Saya mempunyai kawan baru, namanya Fery. Dia seorang laki-laki berumur 17 tahun. Saya mengenalnya seminggu yang lalu. Saat itu dia sedang mangkal di depan masjid kampus dengan gerobak es-nya. Ya, Fery adalah warga baru yang berjualan es asli Banjarnegara. Sebelumnya, memang telah ada tiga orang yang mangkal di depan masjid kampus dengan profesi yang berbeda. Satu tukang koran, satu tukang kunci dan satunya lagi tukang tambal ban. Ketiganya saya kenal baik Nah, kini tambah satu lagi warganya, si Fery itu.
Fery anak yatim piatu, orang tuanya sudah meninggal dunia. Karena tak punya uang untuk sekolah, selepas SMP dia memutuskan untuk bekerja. Awalnya dia menjadi buruh bangunan di Jakarta beberapa bulan. Tapi, katanya hidup di Jakarta itu keras. Belum lagi dia merasa tidak tenang karena ada satu temannya yang selalu iri ketika dia mendapatkan uang dari pekerjaanya itu. Entah apa motif irinya, yang pasti Fery merasa tidak enak saja. Atas alasan itu, dia memutuskan untuk pulang kampung saja. Dan akhirnya dia memutuskan untuk berjualan es.
Dia berjualan es bersama dengan temannya. Satu temannya berjualan di alun-alun kota dengan harga satu gelas es Rp 1.500. Sedangkan dia berjualan di depan masjid kampus dengan harga Rp1000 saja. Maklum, dia mematok harga segitu biar tidak kelihatan mahal soalnya berjualan di sekitar kampus memang mengharuskan semua harga murah meriah. Di bandingkan dengan temannya, tentu penghasilannya lebih kecil. Tapi dia tetap menikmati saja pekerjaanya. Toh, dalam pengakuannya dia tetap bisa mendapatkan penghasilan sehari rata-rata Rp 75 ribu bersih. Hebat kan.
Selain cerita itu, saya juga salut atas obsesinya dalam bekerja.
Ya, menurutku dia telah bekerja dengan cinta.
Dia selalu menikmati pekerjaanya. Dia berangkat pagi dan pulang sekitar jam 4 sore. Dia bekerja, selain untuk menghidupi dirinya sendiri, juga untuk membiayai sekolah adik-adiknya yang masih SD. Selain itu, dia juga menyisihkan uang hasil pekerjaanya untuk memperbaiki rumahnya.

━━━━━━━━━━━━━━━━━━━━

Jawab pertanyaan berikut berdasarkan cerita tentang Fery.
1. Berapa umur Fery?
2. Di kota mana Fery sempat bekerja sebagai buruh bangunan?
3. Berapa harga satu gelas es yang dijual Fery di depan masjid kampus?

**Baris Data**

━━━━━━━━━━━━━━━━━━━━

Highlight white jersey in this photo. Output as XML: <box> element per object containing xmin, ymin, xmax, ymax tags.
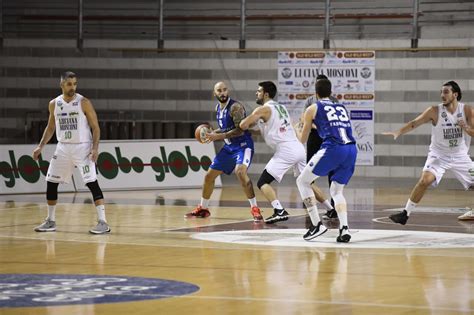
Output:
<box><xmin>259</xmin><ymin>101</ymin><xmax>301</xmax><ymax>150</ymax></box>
<box><xmin>430</xmin><ymin>103</ymin><xmax>471</xmax><ymax>156</ymax></box>
<box><xmin>54</xmin><ymin>93</ymin><xmax>92</xmax><ymax>143</ymax></box>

━━━━━━━━━━━━━━━━━━━━

**Jawaban Lengkap**
1. 17 tahun.
2. Jakarta.
3. Rp1000.